>>>

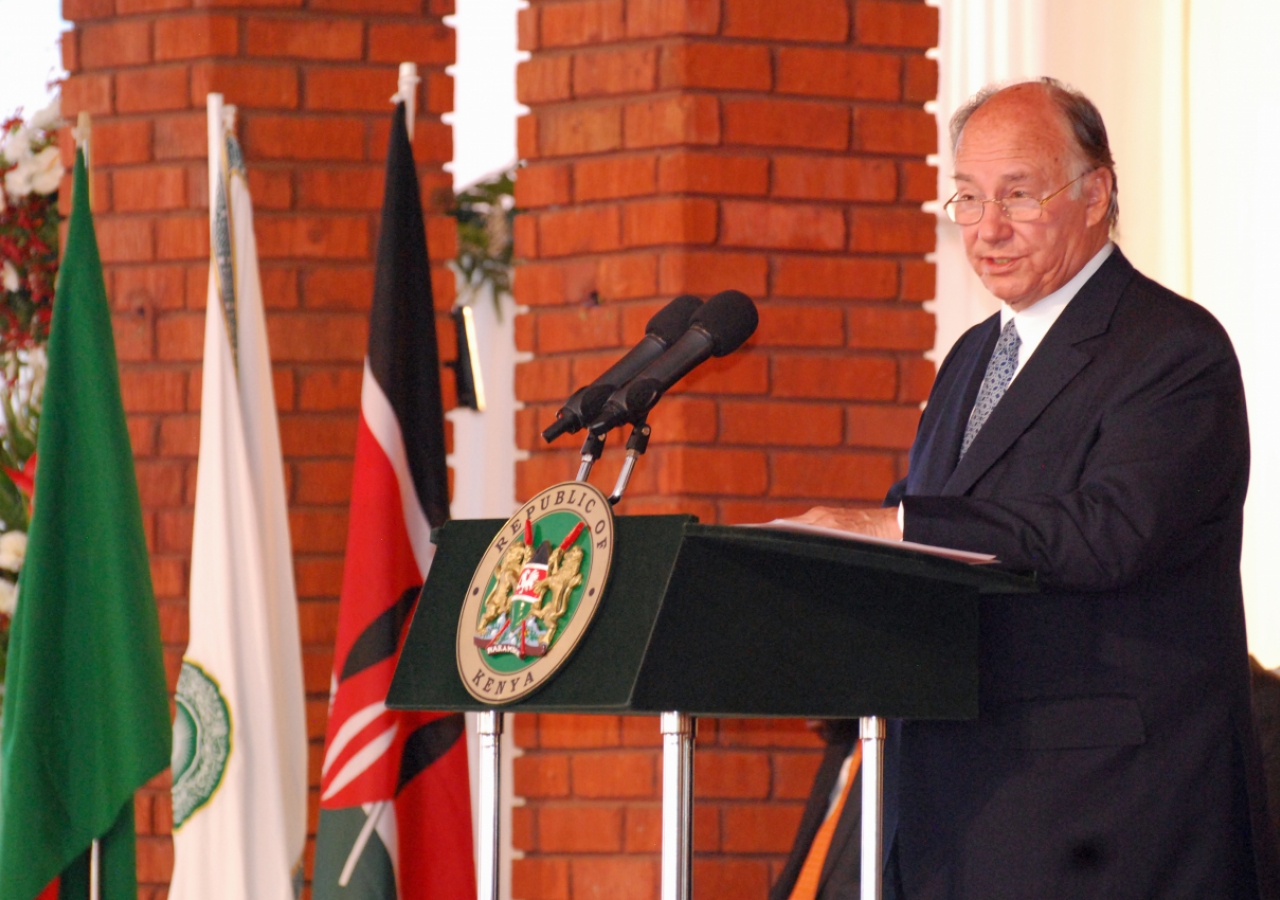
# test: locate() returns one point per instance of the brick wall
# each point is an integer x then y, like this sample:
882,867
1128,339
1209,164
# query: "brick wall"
698,145
311,80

<<<

From the data above, write out everything exactly except the pictures.

Solution to the problem:
# test: locate() returns one point per instance of the brick wall
# each point is an integer x then y, like this sample:
882,867
1128,339
1209,164
# query: "brick wall"
698,145
311,80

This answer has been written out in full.